**GEGEBENE ANFORDERUNG 1**:
Gib jede Zeile der Einträge zurück, die die Zeichenfolge "white" enthält, wobei Groß- und Kleinschreibung zu beachten ist.
**GEGEBENE ANFORDERUNG 2**:
Setze den Text über die involvierte und evolvierende Gottheit im Anschluss an seinen letzten Satz fort.

Kapitel 2

Die involvierte und evolvierende Gottheit

Die Involution eines überbewussten Geistes in die nichtbewusste Materie ist der geheime Grund für diese sichtbare und augenscheinliche Welt. Das Schlüsselwort des Erdenrätsels ist die schrittweise Evolution einer verborgenen grenzenlosen Bewusstheit und Macht aus der scheinbar trägen, jedoch unbändig getriebenen Kraft der empfindungslosen Natur. Das Erdenleben ist die auserwählte Heimstatt einer mächtigen Gottheit, deren Wille seit Äonen darauf gerichtet ist, es aus einem finsteren Gefängnis in ein prächtiges Schloss und einen hoch zum Himmel strebenden Tempel zu verwandeln.

Die Natur dieser Gottheit in der Welt ist zwar dem Mental ein Rätsel, für unser sich ausweitendes Bewusstsein aber wird sie zu einer einleuchtenden und unausweichlichen Gegenwart. Sind wir erst frei, werden wir in die Unwandelbarkeit eines ewigen Daseins eintreten, das sich in diese offenbarende Vielfalt bedeutungsvoller, wandelbarer Formen kleidet. Sind wir erst erleuchtet, werden wir des unteilbaren Lichts eines unendlichen Bewusstseins gewahr, das hier in vielgestaltigen Gruppierungen und Einzelheiten der Erkenntnis hervorbricht. Sind wir erst geläutert im Gebrauch der Macht, werden wir an der grenzenlosen Bewegung einer allgewaltigen Kraft teilhaben, die ihre Wunder in selbstauferlegten Schranken vollbringt. Sind wir erst fest in sorgloser Seligkeit verankert, werden uns der Friede und die Ekstase eines unermesslichen Entzückens gehören, eines Entzückens, das auf ewig die unterschiedlichsten Wogen und Rhythmen, die ständig wachsenden, nach außen wie nach innen drängenden Intensitäten seiner Seligkeit hervorbringt, einer schöpferischen und sich übertragenden Seligkeit, die sowohl die Welt als auch das Selbst besitzt. Da wir im Inneren Seelen dieses Geistes sind, wird dies die Natur unserer vierfachen Erfahrung sein, wenn die evolvierende Gottheit hier unverhüllt in Erscheinung treten wird.

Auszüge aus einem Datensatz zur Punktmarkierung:
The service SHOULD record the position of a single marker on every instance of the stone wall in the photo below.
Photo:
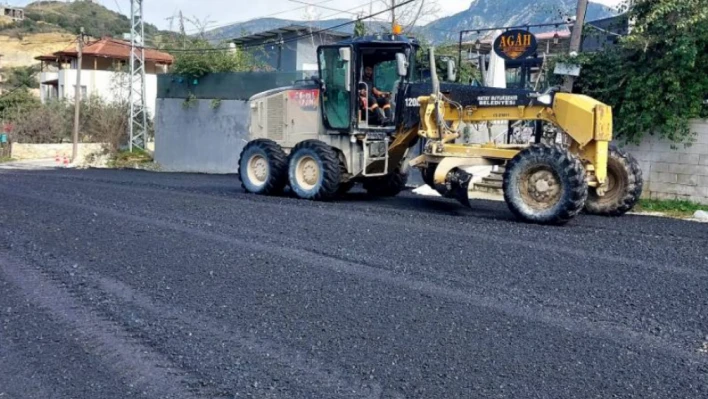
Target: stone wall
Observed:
(21, 151)
(674, 171)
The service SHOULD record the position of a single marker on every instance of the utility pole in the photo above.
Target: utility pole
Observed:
(576, 39)
(393, 15)
(77, 96)
(138, 112)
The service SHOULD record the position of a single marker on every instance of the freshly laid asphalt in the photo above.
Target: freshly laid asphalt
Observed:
(117, 284)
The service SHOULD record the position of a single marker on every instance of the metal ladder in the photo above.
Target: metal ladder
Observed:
(368, 159)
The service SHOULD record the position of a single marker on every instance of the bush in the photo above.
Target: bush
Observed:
(105, 122)
(656, 79)
(50, 123)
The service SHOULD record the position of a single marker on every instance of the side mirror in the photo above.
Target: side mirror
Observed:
(345, 54)
(402, 64)
(451, 71)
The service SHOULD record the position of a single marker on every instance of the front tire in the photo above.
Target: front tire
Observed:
(314, 171)
(263, 167)
(624, 186)
(545, 184)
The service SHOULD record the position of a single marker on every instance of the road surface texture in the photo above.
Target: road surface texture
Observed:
(118, 284)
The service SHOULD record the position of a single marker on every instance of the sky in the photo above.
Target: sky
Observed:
(223, 12)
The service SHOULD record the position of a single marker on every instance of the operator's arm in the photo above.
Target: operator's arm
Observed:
(377, 92)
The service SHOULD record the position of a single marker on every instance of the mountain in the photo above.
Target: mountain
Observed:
(492, 13)
(480, 14)
(60, 16)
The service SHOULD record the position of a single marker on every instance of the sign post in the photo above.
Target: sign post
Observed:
(515, 44)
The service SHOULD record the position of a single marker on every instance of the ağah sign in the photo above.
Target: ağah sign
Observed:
(514, 44)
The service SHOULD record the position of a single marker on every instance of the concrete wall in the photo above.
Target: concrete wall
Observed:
(200, 138)
(40, 151)
(680, 173)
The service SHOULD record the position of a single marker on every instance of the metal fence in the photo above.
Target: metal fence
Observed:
(227, 86)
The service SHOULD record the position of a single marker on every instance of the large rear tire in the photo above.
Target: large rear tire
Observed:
(389, 185)
(314, 171)
(263, 167)
(545, 184)
(624, 186)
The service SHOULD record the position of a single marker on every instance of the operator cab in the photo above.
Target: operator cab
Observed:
(360, 81)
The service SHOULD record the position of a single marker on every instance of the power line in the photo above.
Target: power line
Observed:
(295, 38)
(263, 16)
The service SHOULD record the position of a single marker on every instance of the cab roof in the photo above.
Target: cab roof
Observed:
(380, 39)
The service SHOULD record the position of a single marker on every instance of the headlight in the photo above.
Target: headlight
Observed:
(545, 99)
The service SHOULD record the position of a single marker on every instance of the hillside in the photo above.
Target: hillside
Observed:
(51, 26)
(480, 14)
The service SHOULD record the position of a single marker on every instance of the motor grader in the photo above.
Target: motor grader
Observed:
(318, 140)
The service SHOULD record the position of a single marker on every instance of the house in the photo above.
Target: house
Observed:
(104, 72)
(16, 13)
(289, 49)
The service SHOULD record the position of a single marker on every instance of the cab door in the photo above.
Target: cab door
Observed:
(335, 67)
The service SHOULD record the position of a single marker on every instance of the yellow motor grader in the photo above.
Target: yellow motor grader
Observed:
(321, 138)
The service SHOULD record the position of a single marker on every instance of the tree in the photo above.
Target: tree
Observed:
(411, 14)
(359, 28)
(656, 79)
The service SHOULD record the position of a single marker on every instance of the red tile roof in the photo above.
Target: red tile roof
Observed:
(109, 48)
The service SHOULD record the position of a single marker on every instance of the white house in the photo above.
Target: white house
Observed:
(104, 72)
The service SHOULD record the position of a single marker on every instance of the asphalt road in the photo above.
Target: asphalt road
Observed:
(117, 284)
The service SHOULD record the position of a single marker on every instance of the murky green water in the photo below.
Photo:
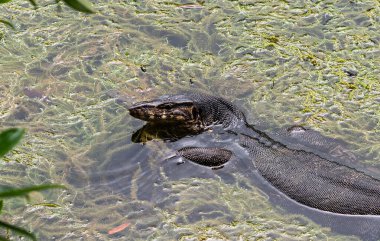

**ENDERGEBNIS 1**:
The service SHOULD record the position of a single marker on every instance of the white house in the photo above.
Target: white house

**ENDERGEBNIS 2**:
Wäre diese vollständige Manifestation bereits zu Beginn Wirklichkeit gewesen, gäbe es kein irdisches Problem, keine Wachstumsschmerzen, kein vereiteltes Suchen des Mentals, des Willens, des Lebens und des Körpers nach Wissen, Kraft, Freude und unsterblicher Dauer. Doch diese Gottheit – ob nun in unserem Inneren oder außerhalb in Gegenständen, Kräften und Geschöpfen – nahm ihren Anfang in einer Involution in die Nichtbewusstheit der Natur und begann mit der Manifestation ihrer scheinbaren Gegensätze. Der Geist in der Materie hat sich dafür entschieden, seine Macht, sein Licht, seine Unendlichkeit und seine Seligkeit aus einer unermesslichen kosmischen Nichtbewusstheit, Trägheit und Empfindungslosigkeit heraus zu entfalten, einer anfänglichen Verkleidung, die an Nichtsein grenzt, und sie allmählich wie aus einem widerstrebenden und nur langsam nachgebenden Material herauszuarbeiten.

Die Bedeutung der irdischen Evolution liegt in dieser allmählichen Befreiung eines latenten, der Natur innewohnenden Geistes. Der Kernpunkt ihres Geheimnisses ist das beschwerliche in Erscheinung Treten, das zögernde Werden eines göttlichen Etwas oder Jemand, das oder der bereits in der physischen Natur involviert ist. Der Geist ist mit all seinen potenziellen Kräften in einer ersten geformten Grundlage seiner eigenen formbaren, zugleich aber auch widerstrebenden Substanz zugegen. Seine größeren, später und mit Bedacht in Erscheinung tretenden Ausdrucksweisen – Leben, Mental, Intuition, Seele, Supramental und das Licht der Gottheit – sind bereits vorhanden, wenn auch in das anfängliche Vermögen und die zuerst offenbarten Eigenschaften der Materie eingeschlossen und darin bis zur Unkenntlichkeit verdichtet.

Ehe irgendeine Art von Evolution vor sich gehen konnte, musste notwendigerweise diese Involution der zu offenbarenden Göttlichen Gesamtheit stattgefunden haben. Sonst wäre keine geordnete und sinnvolle Evolution erfolgt, sondern eine sukzessive Schöpfung unvorhersehbarer Dinge, die weder im Vorausgegangenen enthalten noch dessen unausweichliche Konsequenzen oder Nachfolger (entsprechend einer bestimmten Reihenfolge) hätten sein können.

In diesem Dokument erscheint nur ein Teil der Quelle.